Source document:
Click HERE to listen to what has now been labled the "Most Abominable O Holy Night" in the history of caroling. I know, I know, I'll do anything to make your season brighter. :-)

Monday, November 06, 2006

the church: adolescence

Hey, not sure why this post wasn't saved and got replaced by post below. If you've already read it, go down and read about birds. If not, enjoy.



I have had an off again, on again relationship with my church. My family began to attend Elizabethotown Bretheren in Christ when I was in third grade. I went to Sunday school and made friends, learned songs, colored pictures, memorized verses, made macaroni neckalces, went to camp. Overall, as a kid, church was good.
But as fun and enjoyable as church was as a kid, that is how awkward it became as an adolescent. In fourth grade I began to homeschool, and continued, except for ninth grade, until graduation. The youth group at church was big and I was the kid on the outside. Literally. Sometimes the group of kids would stand in a tight circle and laugh and talk about last night’s Saturday Night Live, which I had totally never seen, and it was physically impossible to squeeze in. But youth group... That is where I learned to love Jesus. I joined the quiz team in junior high. The others on the team were older, and were nice and very funny and I loved it. Our youth pastor Jim, was an amazing teacher. One of the best spiritual mentors I ever had. So, by the time I finished my ninth grade year in school, and decided to homeschool again, two factors in youth group were decided. I wasn’t gonna mesh with the SNL/ Austin Powers clan. I wanted to, they were incredibly cool, it just wasn’t happening. And I knew that Jesus really loved me.

Exercise description:
Pick up the blog post about the writer's church during adolescence after its final sentence and continue it.

Given information:
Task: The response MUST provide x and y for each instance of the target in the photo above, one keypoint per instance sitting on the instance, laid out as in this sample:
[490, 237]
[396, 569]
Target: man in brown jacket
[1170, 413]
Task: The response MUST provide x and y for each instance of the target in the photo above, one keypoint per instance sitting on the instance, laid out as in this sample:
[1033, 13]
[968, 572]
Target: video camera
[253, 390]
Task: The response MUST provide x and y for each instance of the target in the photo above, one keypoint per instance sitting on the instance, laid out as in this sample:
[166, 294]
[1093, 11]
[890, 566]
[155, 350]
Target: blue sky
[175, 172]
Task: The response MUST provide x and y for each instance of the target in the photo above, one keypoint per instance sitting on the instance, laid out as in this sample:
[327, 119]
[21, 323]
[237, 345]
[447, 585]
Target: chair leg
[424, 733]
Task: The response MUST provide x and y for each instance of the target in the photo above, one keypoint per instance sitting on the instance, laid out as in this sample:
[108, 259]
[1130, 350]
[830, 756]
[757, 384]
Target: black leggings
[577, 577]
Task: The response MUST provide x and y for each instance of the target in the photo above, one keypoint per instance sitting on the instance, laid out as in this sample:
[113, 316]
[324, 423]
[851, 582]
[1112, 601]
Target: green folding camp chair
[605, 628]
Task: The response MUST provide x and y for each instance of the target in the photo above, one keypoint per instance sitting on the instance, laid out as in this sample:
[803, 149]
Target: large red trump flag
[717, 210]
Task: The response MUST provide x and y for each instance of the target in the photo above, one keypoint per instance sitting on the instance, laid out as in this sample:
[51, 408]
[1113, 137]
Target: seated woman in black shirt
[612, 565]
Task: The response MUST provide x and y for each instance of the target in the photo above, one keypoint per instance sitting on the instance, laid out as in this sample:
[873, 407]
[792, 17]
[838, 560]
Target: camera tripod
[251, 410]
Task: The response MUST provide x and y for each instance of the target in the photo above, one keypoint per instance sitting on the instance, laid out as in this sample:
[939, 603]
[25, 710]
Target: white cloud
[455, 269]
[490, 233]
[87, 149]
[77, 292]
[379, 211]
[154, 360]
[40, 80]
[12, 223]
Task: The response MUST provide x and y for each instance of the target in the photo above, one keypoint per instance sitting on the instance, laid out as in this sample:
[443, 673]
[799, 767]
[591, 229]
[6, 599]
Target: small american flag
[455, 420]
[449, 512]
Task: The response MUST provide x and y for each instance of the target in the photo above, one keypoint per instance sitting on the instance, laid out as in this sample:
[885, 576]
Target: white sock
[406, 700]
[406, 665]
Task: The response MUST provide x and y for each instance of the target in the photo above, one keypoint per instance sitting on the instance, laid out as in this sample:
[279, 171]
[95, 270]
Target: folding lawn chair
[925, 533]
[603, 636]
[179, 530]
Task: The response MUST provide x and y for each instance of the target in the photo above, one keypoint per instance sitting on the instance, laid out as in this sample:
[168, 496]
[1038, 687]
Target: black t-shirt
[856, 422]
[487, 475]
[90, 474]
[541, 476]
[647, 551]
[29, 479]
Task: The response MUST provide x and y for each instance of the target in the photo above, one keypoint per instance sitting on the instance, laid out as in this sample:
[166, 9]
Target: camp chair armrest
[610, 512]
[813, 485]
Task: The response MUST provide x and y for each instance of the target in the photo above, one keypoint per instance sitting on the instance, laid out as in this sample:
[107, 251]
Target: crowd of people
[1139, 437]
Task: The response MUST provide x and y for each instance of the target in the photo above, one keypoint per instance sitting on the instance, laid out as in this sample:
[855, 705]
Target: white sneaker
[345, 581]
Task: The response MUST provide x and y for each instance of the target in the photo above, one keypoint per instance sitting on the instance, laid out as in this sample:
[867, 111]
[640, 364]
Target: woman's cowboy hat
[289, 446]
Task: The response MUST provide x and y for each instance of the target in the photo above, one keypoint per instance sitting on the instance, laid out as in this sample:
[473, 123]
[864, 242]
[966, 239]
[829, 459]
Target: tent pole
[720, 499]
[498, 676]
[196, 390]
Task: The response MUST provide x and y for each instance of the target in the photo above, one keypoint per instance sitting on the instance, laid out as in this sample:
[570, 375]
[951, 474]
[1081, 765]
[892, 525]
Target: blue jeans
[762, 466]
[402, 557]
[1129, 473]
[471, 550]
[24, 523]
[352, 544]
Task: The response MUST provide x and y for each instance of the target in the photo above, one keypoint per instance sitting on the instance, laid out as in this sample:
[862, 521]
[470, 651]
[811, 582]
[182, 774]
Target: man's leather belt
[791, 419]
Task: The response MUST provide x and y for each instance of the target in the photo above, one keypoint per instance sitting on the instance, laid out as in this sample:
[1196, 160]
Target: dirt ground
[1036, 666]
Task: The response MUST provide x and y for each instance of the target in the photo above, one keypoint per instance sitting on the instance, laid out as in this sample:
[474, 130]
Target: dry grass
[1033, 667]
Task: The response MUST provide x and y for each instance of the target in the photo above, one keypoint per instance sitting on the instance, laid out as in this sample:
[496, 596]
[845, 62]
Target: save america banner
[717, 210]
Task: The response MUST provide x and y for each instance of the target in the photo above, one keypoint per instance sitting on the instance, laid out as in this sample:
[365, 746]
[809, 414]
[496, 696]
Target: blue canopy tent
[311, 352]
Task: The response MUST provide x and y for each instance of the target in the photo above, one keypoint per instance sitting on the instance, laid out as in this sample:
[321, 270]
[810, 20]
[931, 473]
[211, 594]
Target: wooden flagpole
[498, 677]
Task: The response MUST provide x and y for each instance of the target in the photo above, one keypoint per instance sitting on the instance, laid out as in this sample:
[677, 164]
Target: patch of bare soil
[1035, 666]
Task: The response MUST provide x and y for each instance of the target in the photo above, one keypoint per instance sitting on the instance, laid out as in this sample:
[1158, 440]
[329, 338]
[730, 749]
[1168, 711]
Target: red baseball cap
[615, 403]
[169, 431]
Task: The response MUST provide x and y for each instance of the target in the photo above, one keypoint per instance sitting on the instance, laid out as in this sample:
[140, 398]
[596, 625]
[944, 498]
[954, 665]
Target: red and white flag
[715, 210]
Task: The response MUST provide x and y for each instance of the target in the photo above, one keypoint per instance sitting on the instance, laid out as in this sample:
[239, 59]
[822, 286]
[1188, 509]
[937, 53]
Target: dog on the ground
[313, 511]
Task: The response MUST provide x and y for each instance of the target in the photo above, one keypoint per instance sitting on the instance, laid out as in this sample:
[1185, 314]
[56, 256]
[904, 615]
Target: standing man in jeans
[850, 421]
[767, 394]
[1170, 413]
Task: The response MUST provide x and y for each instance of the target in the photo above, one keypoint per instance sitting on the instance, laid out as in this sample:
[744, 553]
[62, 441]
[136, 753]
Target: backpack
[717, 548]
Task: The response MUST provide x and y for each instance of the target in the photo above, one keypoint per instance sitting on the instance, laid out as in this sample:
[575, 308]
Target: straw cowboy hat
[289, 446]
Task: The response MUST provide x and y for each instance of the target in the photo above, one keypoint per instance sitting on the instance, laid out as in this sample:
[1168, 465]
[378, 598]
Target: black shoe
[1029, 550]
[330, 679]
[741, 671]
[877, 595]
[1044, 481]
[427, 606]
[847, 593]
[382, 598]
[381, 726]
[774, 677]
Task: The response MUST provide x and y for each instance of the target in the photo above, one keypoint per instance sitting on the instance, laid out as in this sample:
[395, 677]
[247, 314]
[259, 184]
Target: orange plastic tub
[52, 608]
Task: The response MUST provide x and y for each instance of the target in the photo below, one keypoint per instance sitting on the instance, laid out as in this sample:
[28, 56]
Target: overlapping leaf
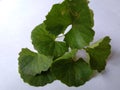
[45, 43]
[38, 80]
[38, 69]
[33, 63]
[99, 52]
[79, 37]
[58, 18]
[70, 72]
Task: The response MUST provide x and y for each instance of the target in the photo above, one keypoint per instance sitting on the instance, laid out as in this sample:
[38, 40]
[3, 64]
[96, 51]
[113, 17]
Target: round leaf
[72, 73]
[32, 63]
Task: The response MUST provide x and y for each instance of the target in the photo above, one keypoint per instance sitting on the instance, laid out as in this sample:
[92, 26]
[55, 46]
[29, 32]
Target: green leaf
[58, 18]
[98, 53]
[79, 36]
[68, 55]
[80, 12]
[72, 73]
[33, 63]
[45, 43]
[38, 80]
[69, 12]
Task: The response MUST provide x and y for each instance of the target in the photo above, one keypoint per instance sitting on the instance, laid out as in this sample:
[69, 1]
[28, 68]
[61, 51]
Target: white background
[19, 17]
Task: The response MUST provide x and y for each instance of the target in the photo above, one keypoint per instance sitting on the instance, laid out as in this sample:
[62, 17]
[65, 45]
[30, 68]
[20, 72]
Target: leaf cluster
[56, 60]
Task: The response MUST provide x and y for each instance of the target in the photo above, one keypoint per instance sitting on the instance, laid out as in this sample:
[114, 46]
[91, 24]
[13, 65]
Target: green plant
[56, 60]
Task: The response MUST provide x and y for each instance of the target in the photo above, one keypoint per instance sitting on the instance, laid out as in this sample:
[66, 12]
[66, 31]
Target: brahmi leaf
[38, 80]
[80, 13]
[98, 53]
[45, 43]
[69, 12]
[70, 72]
[32, 63]
[58, 18]
[79, 36]
[68, 55]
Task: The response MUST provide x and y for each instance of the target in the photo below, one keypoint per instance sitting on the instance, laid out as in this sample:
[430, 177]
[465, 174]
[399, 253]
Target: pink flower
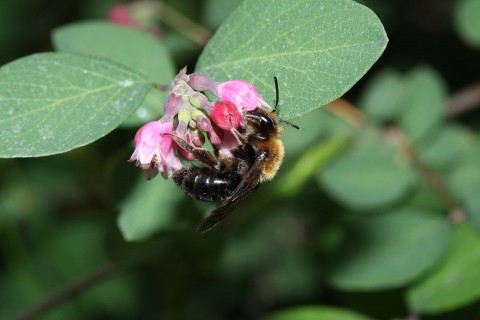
[241, 93]
[228, 143]
[226, 115]
[155, 151]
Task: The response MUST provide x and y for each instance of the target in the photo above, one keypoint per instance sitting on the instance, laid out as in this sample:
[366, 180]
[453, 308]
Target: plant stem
[70, 291]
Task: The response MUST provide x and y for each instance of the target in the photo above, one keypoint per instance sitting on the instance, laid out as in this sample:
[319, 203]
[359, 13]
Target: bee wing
[229, 204]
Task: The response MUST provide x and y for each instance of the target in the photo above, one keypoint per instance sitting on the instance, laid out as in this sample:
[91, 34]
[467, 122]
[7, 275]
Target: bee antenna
[277, 94]
[277, 99]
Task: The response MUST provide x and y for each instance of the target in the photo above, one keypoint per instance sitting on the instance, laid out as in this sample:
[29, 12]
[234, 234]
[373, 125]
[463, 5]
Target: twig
[430, 177]
[70, 291]
[354, 116]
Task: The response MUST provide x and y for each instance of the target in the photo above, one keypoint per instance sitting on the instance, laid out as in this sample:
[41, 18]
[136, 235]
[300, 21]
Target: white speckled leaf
[54, 102]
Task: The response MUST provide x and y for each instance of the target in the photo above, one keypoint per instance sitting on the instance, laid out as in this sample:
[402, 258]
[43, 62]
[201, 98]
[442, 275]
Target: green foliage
[150, 208]
[454, 282]
[317, 49]
[311, 313]
[375, 209]
[390, 249]
[130, 47]
[368, 177]
[55, 102]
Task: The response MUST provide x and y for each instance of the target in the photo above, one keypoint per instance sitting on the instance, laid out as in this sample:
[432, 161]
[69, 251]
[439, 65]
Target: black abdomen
[206, 184]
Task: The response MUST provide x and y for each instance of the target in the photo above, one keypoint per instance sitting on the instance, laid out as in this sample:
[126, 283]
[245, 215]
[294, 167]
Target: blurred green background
[355, 219]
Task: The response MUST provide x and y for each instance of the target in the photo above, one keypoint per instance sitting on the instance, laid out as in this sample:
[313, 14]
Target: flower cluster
[190, 115]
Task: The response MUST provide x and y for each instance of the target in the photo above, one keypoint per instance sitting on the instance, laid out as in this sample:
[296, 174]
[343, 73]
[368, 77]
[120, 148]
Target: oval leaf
[317, 49]
[55, 102]
[389, 250]
[315, 313]
[455, 283]
[132, 48]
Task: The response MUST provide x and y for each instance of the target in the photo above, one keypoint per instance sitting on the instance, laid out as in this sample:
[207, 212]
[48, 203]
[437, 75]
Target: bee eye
[266, 121]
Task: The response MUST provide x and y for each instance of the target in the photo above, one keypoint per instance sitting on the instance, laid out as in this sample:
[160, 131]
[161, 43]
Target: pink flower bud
[228, 143]
[155, 151]
[241, 93]
[226, 115]
[120, 14]
[200, 82]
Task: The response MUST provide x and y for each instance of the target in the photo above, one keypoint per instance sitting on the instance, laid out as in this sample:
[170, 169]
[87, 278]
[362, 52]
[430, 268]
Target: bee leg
[240, 138]
[202, 155]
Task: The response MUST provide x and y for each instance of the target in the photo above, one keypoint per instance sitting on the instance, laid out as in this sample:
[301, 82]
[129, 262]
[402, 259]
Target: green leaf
[55, 102]
[426, 100]
[464, 180]
[316, 313]
[389, 250]
[216, 11]
[466, 21]
[149, 209]
[133, 48]
[384, 96]
[317, 49]
[455, 283]
[368, 177]
[447, 146]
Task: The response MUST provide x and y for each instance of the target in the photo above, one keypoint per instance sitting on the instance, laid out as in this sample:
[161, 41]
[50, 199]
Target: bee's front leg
[202, 155]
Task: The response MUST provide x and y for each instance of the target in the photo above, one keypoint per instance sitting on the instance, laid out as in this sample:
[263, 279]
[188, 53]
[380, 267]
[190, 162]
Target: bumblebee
[231, 179]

Result of this task:
Here is an evening that stands out as one of the most special in my life. I attended a smaller Bible study, maybe eight people. I remember praying together, sitting crosslegged on the floor. We were studying something like Ephesians. What I really remember was the struggle inside. It is one of those things that is easy to trivialize now, but I was in love, for real I think...and he was starting to see someone else. She was my friend, an amazing young woman that I looked up to. And they both sat in that room praying with me, and my heart ached. At the end of the evening, one of our leaders asked me to wait a minute before leaving. He left the room and came back with the flowers from the alter that sunday. Pink carnations. He and his wife were deacons and it was their responsibility to take the flowers that week and give them to whoever they chose. And he gave them to me. I went home that night and photographed those flowers from every possible angle, then I laid down on my bed and lifted my arms to the ceiling and I am sure that Jesus gave me a hug that night. A real one.
In tenth grade, when I began to homeschool again, I joined a co-op with other homeschooled students my age. I made some great friends and felt like I was in heaven. They read books instead of watching late night tv, and that year I read GK Chesterton for the first time. And we talked about it! Me and my tenth grade homeschooled friends. So I invested more there and began attending a little charasmatic church called Capital Christian, where many of my new friends went. It was a switch. They sang songs for a long time and I went through the whole, “am I ok if I don’t speak in tongues question”, and decided that I was. But it is interesting now that of the other students that went there, one became Catholic, one Messianic, one Presbyterian, so not many really stayed in the loose charasmatic tradition. Probably because we read too much Chesterton.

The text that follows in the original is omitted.